**Task to carry out:** Your copy of the material must match it exactly, except that pictures are dropped.

Extracted data entries
----

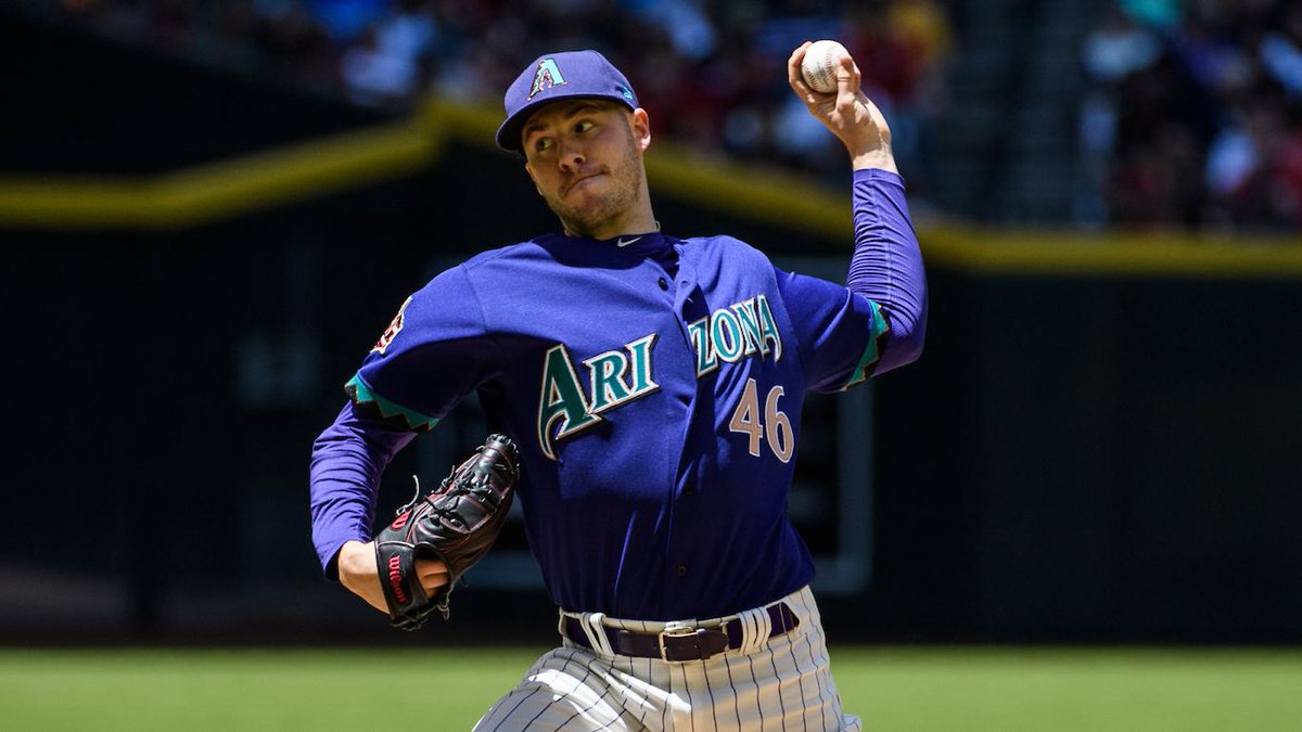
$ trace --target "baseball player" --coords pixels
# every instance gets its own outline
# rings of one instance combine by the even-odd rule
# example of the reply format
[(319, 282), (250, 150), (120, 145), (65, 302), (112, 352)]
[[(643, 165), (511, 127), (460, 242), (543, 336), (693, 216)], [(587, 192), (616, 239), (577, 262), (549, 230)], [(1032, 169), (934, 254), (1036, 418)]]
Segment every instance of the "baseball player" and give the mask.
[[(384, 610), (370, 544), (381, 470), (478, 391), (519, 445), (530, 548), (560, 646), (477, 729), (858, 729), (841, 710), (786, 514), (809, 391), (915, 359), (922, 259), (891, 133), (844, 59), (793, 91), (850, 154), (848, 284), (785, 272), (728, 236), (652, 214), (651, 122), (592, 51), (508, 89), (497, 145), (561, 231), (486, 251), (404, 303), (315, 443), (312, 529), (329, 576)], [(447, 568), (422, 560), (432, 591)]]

----

**Solution to the problem:**
$ trace --target "baseball player" --coords pixels
# every instance gets its own outline
# rings of one instance combine by the even-odd rule
# example of the reply format
[(319, 282), (250, 150), (120, 145), (65, 302), (112, 352)]
[[(643, 165), (511, 127), (460, 242), (543, 336), (693, 216)], [(587, 192), (616, 239), (577, 262), (549, 230)], [(1032, 169), (934, 254), (1036, 418)]]
Segment every instance of the "baseball player" and give the mask.
[[(384, 610), (370, 544), (381, 470), (478, 391), (519, 445), (530, 548), (560, 646), (477, 729), (858, 729), (841, 710), (786, 514), (809, 391), (915, 359), (922, 259), (891, 133), (844, 59), (793, 91), (850, 154), (848, 284), (785, 272), (728, 236), (652, 214), (651, 122), (592, 51), (508, 89), (497, 145), (561, 231), (486, 251), (404, 303), (315, 443), (312, 529), (329, 576)], [(447, 568), (422, 560), (432, 591)]]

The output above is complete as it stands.